Extracted entries:
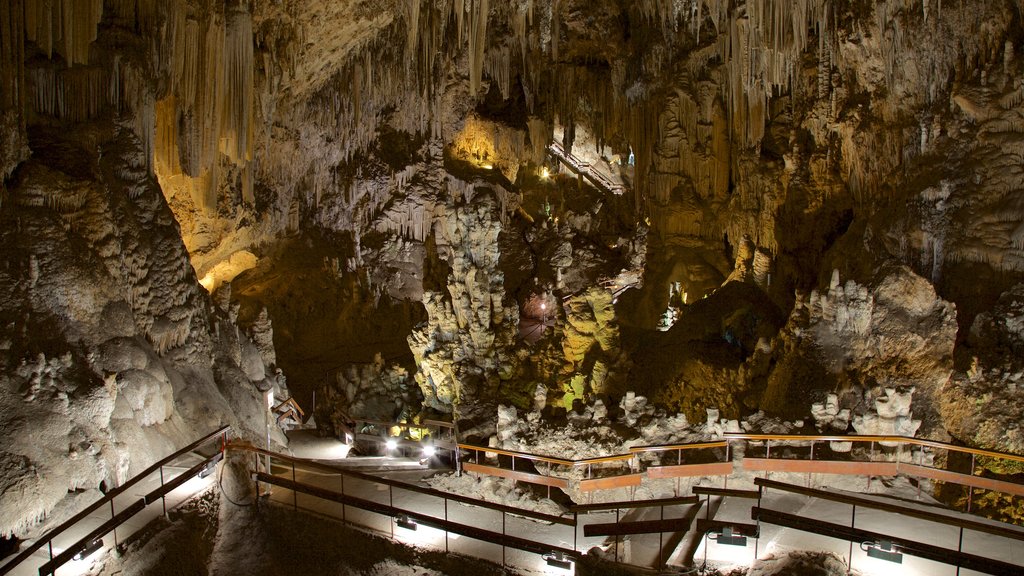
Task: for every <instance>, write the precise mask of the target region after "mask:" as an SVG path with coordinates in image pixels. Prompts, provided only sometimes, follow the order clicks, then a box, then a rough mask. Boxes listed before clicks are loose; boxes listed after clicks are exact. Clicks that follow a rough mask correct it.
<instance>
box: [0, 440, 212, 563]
mask: <svg viewBox="0 0 1024 576" xmlns="http://www.w3.org/2000/svg"><path fill="white" fill-rule="evenodd" d="M230 429H231V426H229V425H225V426H222V427H221V428H220V429H218V430H216V431H212V433H210V434H208V435H207V436H205V437H203V438H201V439H199V440H197V441H196V442H193V443H191V444H189V445H188V446H185V447H184V448H181V449H179V450H178V451H176V452H174V453H172V454H171V455H169V456H165V457H164V458H163V459H161V460H159V461H157V462H154V463H153V464H151V465H150V466H148V467H146V468H145V469H144V470H142V471H141V472H139V474H137V475H135V476H134V477H132V478H131V479H129V480H128V481H126V482H125V483H124V484H122V485H121V486H118V487H116V488H114V489H112V490H111V491H109V492H106V493H105V494H104V495H103V497H102V498H100V499H99V500H96V501H95V502H93V503H92V504H89V505H88V506H86V507H85V508H83V509H82V510H81V511H79V512H78V513H76V515H75V516H73V517H71V518H70V519H68V520H67V521H65V522H63V523H61V524H60V525H59V526H57V527H56V528H53V529H51V530H48V531H47V532H46V533H45V534H43V535H42V536H40V537H39V538H37V539H36V540H35V541H34V542H33V543H32V544H30V545H29V546H28V547H26V548H25V549H24V550H22V551H20V552H19V553H18V554H17V556H16V557H14V558H12V559H11V560H10V561H8V562H7V563H6V564H4V565H3V566H0V576H3V575H4V574H7V573H9V572H10V571H11V570H13V569H14V567H15V566H18V565H19V564H22V563H23V562H25V561H26V560H28V559H29V557H31V556H32V554H34V553H36V551H37V550H38V549H39V548H41V547H43V544H45V543H46V542H50V541H52V540H53V539H54V538H56V537H57V536H59V535H60V534H61V533H63V532H65V531H66V530H68V529H69V528H71V527H72V526H74V525H76V524H78V523H79V522H81V521H82V520H83V519H85V518H86V517H88V516H89V515H91V513H92V512H94V511H96V510H97V509H99V508H100V507H101V506H104V505H106V504H109V503H110V502H111V501H113V500H114V499H115V498H117V497H118V496H119V495H121V494H122V493H124V492H125V491H126V490H128V489H129V488H131V487H132V486H135V485H136V484H138V483H139V482H141V481H142V480H143V479H145V478H147V477H148V476H150V475H152V474H153V472H155V471H157V470H159V469H160V468H161V467H162V466H163V465H165V464H167V463H168V462H170V461H171V460H175V459H177V458H180V457H181V456H183V455H185V454H187V453H188V452H191V451H193V450H196V449H197V448H199V447H200V446H202V445H204V444H206V443H208V442H210V441H211V440H213V439H215V438H217V437H219V436H222V435H225V434H227V433H228V431H230Z"/></svg>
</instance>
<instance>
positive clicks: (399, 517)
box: [394, 515, 416, 530]
mask: <svg viewBox="0 0 1024 576" xmlns="http://www.w3.org/2000/svg"><path fill="white" fill-rule="evenodd" d="M394 523H395V524H397V525H398V528H404V529H406V530H416V521H414V520H413V519H411V518H409V517H408V516H406V515H398V516H396V517H394Z"/></svg>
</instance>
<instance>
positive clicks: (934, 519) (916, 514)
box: [754, 478, 1024, 541]
mask: <svg viewBox="0 0 1024 576" xmlns="http://www.w3.org/2000/svg"><path fill="white" fill-rule="evenodd" d="M754 484H756V485H757V486H759V487H761V488H769V489H774V490H781V491H782V492H790V493H792V494H800V495H802V496H810V497H812V498H819V499H821V500H830V501H833V502H840V503H843V504H853V505H856V506H859V507H862V508H873V509H877V510H882V511H886V512H894V513H898V515H903V516H908V517H911V518H916V519H919V520H925V521H928V522H935V523H939V524H945V525H949V526H956V527H958V528H966V529H968V530H974V531H976V532H984V533H986V534H992V535H994V536H1002V537H1005V538H1012V539H1014V540H1021V541H1024V530H1015V529H1013V528H1010V527H1008V526H997V525H991V524H985V523H982V522H977V521H973V520H965V519H961V518H956V517H951V516H947V515H941V513H938V512H932V511H928V510H921V509H918V508H912V507H910V506H901V505H899V504H893V503H890V502H880V501H878V500H871V499H869V498H864V497H862V496H854V495H852V494H844V493H840V492H833V491H829V490H818V489H816V488H808V487H805V486H798V485H796V484H788V483H785V482H778V481H775V480H768V479H764V478H756V479H754ZM755 494H758V492H755Z"/></svg>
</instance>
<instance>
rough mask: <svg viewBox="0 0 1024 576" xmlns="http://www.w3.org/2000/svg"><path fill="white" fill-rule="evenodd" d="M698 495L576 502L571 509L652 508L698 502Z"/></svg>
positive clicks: (673, 505) (574, 511)
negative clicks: (607, 500) (694, 495)
mask: <svg viewBox="0 0 1024 576" xmlns="http://www.w3.org/2000/svg"><path fill="white" fill-rule="evenodd" d="M698 501H699V498H697V497H696V496H678V497H673V498H656V499H651V500H626V501H622V502H598V503H596V504H574V505H572V506H571V507H570V508H569V509H570V510H572V511H573V512H575V513H581V512H582V513H587V512H593V511H601V510H626V509H633V508H652V507H656V506H676V505H683V504H696V503H697V502H698Z"/></svg>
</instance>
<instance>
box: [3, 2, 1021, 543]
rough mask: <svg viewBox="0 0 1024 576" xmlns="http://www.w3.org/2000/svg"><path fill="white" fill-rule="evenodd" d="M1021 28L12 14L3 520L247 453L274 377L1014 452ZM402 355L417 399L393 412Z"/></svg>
mask: <svg viewBox="0 0 1024 576" xmlns="http://www.w3.org/2000/svg"><path fill="white" fill-rule="evenodd" d="M62 16H63V17H62ZM1021 19H1022V5H1021V2H1020V1H1019V0H985V1H980V2H932V1H928V0H884V1H879V2H866V3H865V2H852V1H845V0H801V1H792V0H764V1H753V0H746V1H743V0H731V1H728V2H726V1H723V0H698V1H694V2H668V1H658V2H613V1H610V0H596V1H591V0H586V1H585V0H557V1H553V0H510V1H507V2H496V1H489V0H438V1H429V2H428V1H420V0H411V1H402V2H396V1H394V0H340V1H336V2H322V1H315V0H294V1H291V2H285V3H282V2H269V1H266V0H253V1H250V2H237V1H233V0H232V1H229V2H213V1H212V0H171V1H157V0H133V1H120V0H102V1H100V0H95V1H92V2H70V1H60V2H32V1H28V0H14V1H12V2H7V3H5V4H4V5H3V6H2V7H0V31H2V34H0V130H2V132H0V133H2V134H3V136H2V137H0V178H2V188H0V223H2V224H3V225H2V230H0V237H2V238H0V240H2V244H0V245H2V246H3V248H2V250H0V288H2V290H0V323H2V325H3V327H4V329H3V333H2V337H0V366H2V368H3V370H2V376H0V379H2V380H4V382H5V383H6V385H5V386H3V388H2V389H4V390H5V392H4V393H3V395H0V408H2V411H0V413H2V414H4V416H3V418H2V419H0V430H3V431H4V434H3V435H2V436H3V439H4V440H3V441H2V443H0V470H2V471H0V504H2V505H0V510H2V511H0V532H2V533H4V534H9V533H13V532H16V533H18V534H24V533H25V532H26V531H27V530H30V529H31V527H33V526H35V525H36V524H37V522H38V521H39V520H40V519H41V518H43V517H47V519H48V520H53V513H54V512H53V510H54V509H57V507H58V506H62V504H58V502H60V501H61V500H68V499H71V500H74V497H70V496H68V494H69V490H72V491H75V490H79V489H87V490H91V489H95V488H97V487H98V486H99V485H100V483H104V484H105V486H108V487H110V486H112V485H114V484H117V483H118V482H120V481H122V480H123V479H124V478H126V475H129V474H131V471H133V470H137V469H139V468H140V467H141V466H143V465H144V464H145V463H146V462H147V461H152V460H153V459H154V458H156V457H157V455H158V454H161V453H165V452H168V451H169V450H170V449H171V448H172V447H173V446H177V445H181V444H183V443H184V442H186V441H187V440H189V439H191V438H193V437H194V436H198V435H199V434H201V433H203V431H207V429H208V428H211V427H215V426H216V425H218V424H221V423H226V422H230V423H232V424H233V425H237V426H238V429H239V430H241V431H242V434H244V435H249V436H253V435H255V434H256V433H257V431H258V428H259V427H260V426H261V425H262V416H263V413H262V410H263V408H262V404H261V403H262V402H263V401H262V398H261V395H262V394H263V392H265V390H269V389H274V390H275V394H276V393H285V389H288V390H289V394H291V393H292V392H294V394H295V395H296V398H297V399H298V400H299V401H300V402H302V403H303V404H304V405H307V406H308V404H309V402H311V399H312V393H313V390H316V389H324V390H327V389H334V392H335V395H334V396H333V397H332V398H331V399H330V400H325V401H326V402H328V404H329V405H325V406H318V407H317V408H318V409H323V410H325V411H326V412H327V413H333V412H335V411H336V409H337V410H341V411H344V410H347V409H349V408H351V407H353V406H355V407H359V406H362V407H364V408H366V409H367V410H368V412H373V413H376V414H384V413H385V412H387V411H388V410H389V409H390V410H392V412H394V413H396V415H400V416H402V417H411V418H415V417H417V416H418V415H422V414H425V413H427V412H430V411H434V412H440V413H443V414H452V415H453V417H454V418H456V419H462V420H465V421H466V422H467V423H471V424H479V425H480V426H482V427H480V428H479V430H481V431H488V430H487V429H486V428H487V427H488V426H489V427H490V428H493V427H494V425H495V424H494V413H495V409H496V407H497V406H498V405H500V404H506V405H508V404H512V405H515V406H516V407H517V408H519V409H528V408H529V407H531V406H532V405H534V404H535V403H537V404H544V405H545V406H546V408H545V412H544V413H545V414H546V416H552V417H555V416H557V415H555V414H554V412H555V408H556V407H558V406H559V405H560V406H561V407H563V408H566V407H568V408H571V407H572V404H573V402H574V401H575V400H582V401H586V402H588V403H592V404H593V403H594V402H596V401H598V400H600V401H601V405H602V406H605V407H614V406H618V405H620V402H621V401H622V400H623V399H624V398H626V397H625V395H626V393H627V392H629V390H632V389H636V392H637V393H638V394H640V395H642V396H643V397H645V398H647V399H649V402H650V403H651V405H655V406H657V407H658V409H670V410H672V411H675V412H682V413H684V414H686V416H687V417H688V418H689V420H690V421H699V420H702V419H703V418H705V415H706V414H707V412H708V410H709V409H712V410H718V414H719V415H720V416H721V417H723V418H726V419H727V421H732V420H734V419H738V418H741V417H743V416H753V415H756V414H758V413H759V411H764V412H765V413H766V414H768V416H765V417H768V418H770V417H783V418H786V419H787V420H793V421H804V420H805V419H806V420H807V421H808V422H811V421H813V422H815V423H816V424H818V425H819V426H822V427H827V428H829V429H835V430H840V429H848V425H849V426H853V428H854V430H873V431H892V433H899V434H910V433H912V431H914V430H916V431H918V433H919V434H924V435H927V436H930V437H933V438H942V439H949V438H950V437H951V438H952V439H955V440H958V441H962V442H965V443H968V444H970V445H978V446H985V447H989V448H998V449H1002V450H1014V451H1020V450H1021V449H1022V447H1021V439H1020V435H1019V433H1018V431H1016V430H1018V429H1019V426H1015V424H1017V423H1019V422H1020V420H1021V419H1022V416H1024V414H1022V412H1021V409H1020V406H1021V403H1019V402H1017V401H1016V399H1017V397H1016V396H1015V395H1016V394H1017V393H1016V392H1015V390H1016V389H1017V388H1016V387H1015V386H1016V382H1017V380H1018V377H1019V376H1020V373H1021V367H1020V366H1018V364H1019V362H1017V361H1016V360H1015V359H1016V358H1017V357H1018V356H1019V354H1018V352H1019V351H1018V349H1017V347H1018V346H1017V339H1016V338H1017V335H1016V334H1017V333H1018V332H1019V330H1018V326H1016V324H1015V323H1014V322H1015V320H1014V319H1015V318H1017V316H1019V314H1018V313H1019V311H1018V310H1017V308H1018V307H1019V306H1018V305H1017V300H1020V299H1022V298H1024V296H1021V293H1020V292H1021V291H1020V289H1019V288H1016V287H1017V286H1018V285H1020V284H1021V283H1022V281H1024V266H1022V265H1021V262H1022V261H1024V260H1022V257H1021V256H1022V250H1024V240H1022V238H1024V223H1022V218H1024V211H1022V210H1021V208H1020V206H1019V201H1018V198H1017V196H1018V195H1017V191H1018V190H1019V189H1020V188H1021V186H1022V183H1024V182H1022V181H1021V178H1022V177H1024V176H1022V174H1024V171H1022V170H1021V169H1020V156H1021V154H1020V153H1021V147H1022V142H1024V138H1022V137H1021V135H1020V134H1021V131H1022V130H1021V125H1022V123H1021V119H1020V117H1021V113H1022V110H1024V108H1022V107H1024V86H1022V83H1021V81H1020V79H1019V78H1020V76H1021V72H1022V67H1024V63H1022V60H1021V58H1019V57H1018V56H1017V54H1018V53H1019V52H1020V50H1021V46H1020V43H1021V41H1022V40H1021V36H1020V34H1019V32H1018V31H1017V27H1016V23H1019V22H1021ZM834 271H838V272H834ZM225 289H227V290H228V291H225ZM210 293H213V294H214V297H213V298H211V296H210ZM541 304H544V307H543V308H542V307H541ZM271 323H272V327H271ZM520 336H521V337H520ZM378 357H379V358H380V359H382V360H383V362H382V365H378V363H377V361H376V360H375V359H377V358H378ZM371 366H373V368H372V369H371V368H369V367H371ZM279 370H282V372H280V373H279ZM403 373H404V374H407V378H408V379H409V380H410V381H413V382H416V386H417V387H418V388H419V389H420V393H421V394H422V397H423V398H422V401H421V400H420V399H419V398H417V395H416V394H415V390H413V389H412V385H411V384H409V383H408V382H407V384H406V385H407V386H408V388H407V392H409V393H410V394H409V395H408V398H404V397H403V399H402V401H401V405H400V406H399V405H398V404H386V403H384V404H381V403H378V402H377V400H379V397H377V398H375V396H374V395H375V394H377V395H380V394H382V392H383V390H385V389H387V390H393V389H395V386H396V385H397V387H398V388H399V389H400V388H401V384H399V383H397V382H399V381H400V380H401V379H402V378H401V374H403ZM339 374H340V375H341V376H342V377H341V378H340V379H339ZM285 375H287V377H288V379H287V384H286V383H285V381H284V378H283V376H285ZM367 386H370V387H371V388H373V389H365V388H366V387H367ZM378 386H380V387H378ZM911 389H912V390H913V393H912V404H911V405H910V406H906V405H905V404H906V403H905V402H904V400H905V399H908V398H911V397H910V396H908V395H909V394H910V390H911ZM829 395H831V396H829ZM353 396H354V397H356V398H352V397H353ZM323 398H327V397H326V396H324V397H323ZM335 402H337V403H338V405H337V406H331V405H330V404H333V403H335ZM360 403H361V404H360ZM371 407H373V408H372V409H371ZM846 411H849V413H847V412H846ZM539 413H540V412H539ZM434 415H436V414H434ZM578 416H579V414H578ZM918 420H920V421H921V424H920V427H916V426H915V424H914V422H916V421H918ZM282 440H283V439H282ZM72 455H74V457H73V458H72V457H71V456H72ZM66 462H67V463H66ZM15 499H24V501H26V502H29V504H28V505H25V506H18V507H13V506H10V505H7V503H8V502H11V501H14V500H15ZM68 501H70V500H68ZM72 507H73V506H72ZM61 509H62V508H61Z"/></svg>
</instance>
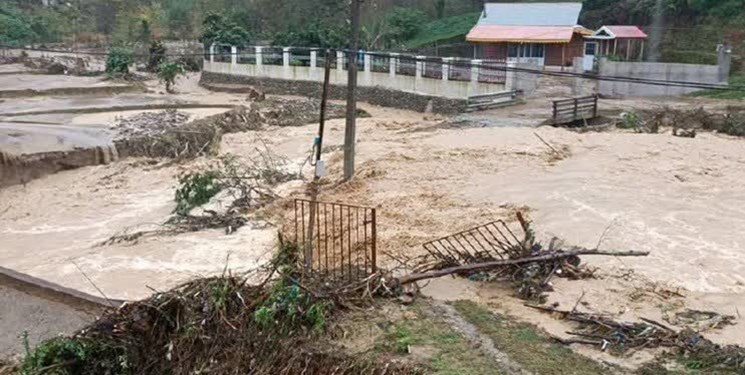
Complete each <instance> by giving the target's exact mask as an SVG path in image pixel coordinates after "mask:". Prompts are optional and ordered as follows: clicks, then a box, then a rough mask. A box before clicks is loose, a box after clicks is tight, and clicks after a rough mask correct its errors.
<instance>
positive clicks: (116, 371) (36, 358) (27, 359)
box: [21, 337, 130, 375]
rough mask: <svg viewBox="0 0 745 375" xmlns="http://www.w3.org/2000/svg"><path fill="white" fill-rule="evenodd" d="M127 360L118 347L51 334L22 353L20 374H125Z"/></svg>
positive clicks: (79, 339) (126, 357) (23, 374)
mask: <svg viewBox="0 0 745 375" xmlns="http://www.w3.org/2000/svg"><path fill="white" fill-rule="evenodd" d="M129 364H130V361H129V359H128V357H127V356H126V355H125V354H124V352H123V350H122V349H120V348H116V347H110V346H107V345H103V344H96V343H94V342H92V341H87V340H84V339H77V338H68V337H55V338H52V339H50V340H46V341H43V342H42V343H40V344H39V345H38V346H37V347H36V348H35V349H34V350H33V351H32V352H31V353H29V354H27V355H26V358H25V359H24V361H23V365H22V367H21V374H23V375H36V374H42V373H43V374H55V375H81V374H83V375H88V374H90V375H93V374H129V373H130V370H129V367H130V366H129ZM42 369H43V370H42Z"/></svg>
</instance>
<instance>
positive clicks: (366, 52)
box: [362, 52, 372, 73]
mask: <svg viewBox="0 0 745 375" xmlns="http://www.w3.org/2000/svg"><path fill="white" fill-rule="evenodd" d="M362 56H363V57H362V58H363V59H365V62H364V63H363V64H364V68H365V70H364V71H365V73H371V72H372V56H370V54H368V53H367V52H365V53H364V54H363V55H362Z"/></svg>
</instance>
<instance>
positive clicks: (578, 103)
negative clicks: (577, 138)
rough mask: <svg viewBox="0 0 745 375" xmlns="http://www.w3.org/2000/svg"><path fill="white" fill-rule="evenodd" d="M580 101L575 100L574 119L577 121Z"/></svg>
mask: <svg viewBox="0 0 745 375" xmlns="http://www.w3.org/2000/svg"><path fill="white" fill-rule="evenodd" d="M578 107H579V99H577V98H574V119H575V120H576V119H577V116H578V114H579V108H578Z"/></svg>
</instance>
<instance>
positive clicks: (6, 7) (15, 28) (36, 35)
mask: <svg viewBox="0 0 745 375" xmlns="http://www.w3.org/2000/svg"><path fill="white" fill-rule="evenodd" d="M36 37H37V35H36V33H34V31H33V30H32V29H31V22H30V20H29V19H28V18H27V17H25V16H24V14H23V13H21V12H20V11H19V10H18V9H16V8H15V7H12V6H10V5H2V4H0V44H10V45H21V44H25V43H30V42H32V41H33V40H34V39H35V38H36Z"/></svg>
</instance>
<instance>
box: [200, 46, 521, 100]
mask: <svg viewBox="0 0 745 375" xmlns="http://www.w3.org/2000/svg"><path fill="white" fill-rule="evenodd" d="M223 51H227V48H226V47H223V48H218V47H217V46H214V45H213V46H211V47H210V48H209V58H205V62H204V71H206V72H212V73H221V74H231V75H238V76H251V77H260V78H269V79H282V80H292V81H317V82H320V81H322V80H323V70H324V65H325V60H326V59H327V58H332V59H333V60H332V69H333V70H332V72H331V76H330V81H331V84H335V85H344V84H346V80H347V71H346V70H347V69H348V67H347V65H346V63H347V60H348V59H347V57H346V55H345V52H343V51H336V55H335V56H327V53H328V50H324V49H318V48H292V47H281V48H280V47H265V46H256V47H243V48H237V47H234V46H231V47H230V58H229V59H228V58H226V57H224V56H223V58H219V59H215V56H220V55H221V54H224V52H223ZM246 56H248V58H247V57H246ZM357 57H358V60H359V61H358V64H359V65H358V66H359V75H358V85H359V86H368V87H376V86H377V87H383V88H388V89H393V90H401V91H407V92H414V93H418V94H423V95H430V96H439V97H445V98H456V99H465V98H468V97H469V96H474V95H481V94H490V93H495V92H500V91H504V90H509V89H511V86H512V85H511V82H510V81H511V80H510V76H512V74H508V73H507V70H508V69H507V66H508V65H509V66H514V64H512V63H509V64H508V63H506V62H498V61H489V60H467V59H455V58H450V57H445V58H434V57H426V56H409V55H403V54H399V53H382V52H370V51H360V52H358V55H357ZM217 60H220V61H217ZM386 62H387V63H386ZM334 63H335V64H334ZM386 65H387V66H386ZM440 67H441V68H440ZM437 69H441V71H442V73H441V74H438V73H439V72H437V73H435V72H436V70H437Z"/></svg>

Task details:
Review the entries above and return every line where "Prompts" appears.

Completed task:
Task: for every <instance>, write the precise mask of the target region after "mask:" as an SVG path with coordinates in image pixels. Prompts, provided only sometimes, follow the order clicks, then a box, then a rough mask. Boxes listed before clicks are loose; boxes listed after clicks are exact. Clicks that follow a rough mask correct it.
Complete each <instance> by giving the target's exact mask as an SVG path in image pixel coordinates after "mask:". Prompts are optional and ordered as follows: clicks, then a box, then a rough mask. A box before clicks is loose, a box after clicks is tight, and clicks after a rough mask correct its errors.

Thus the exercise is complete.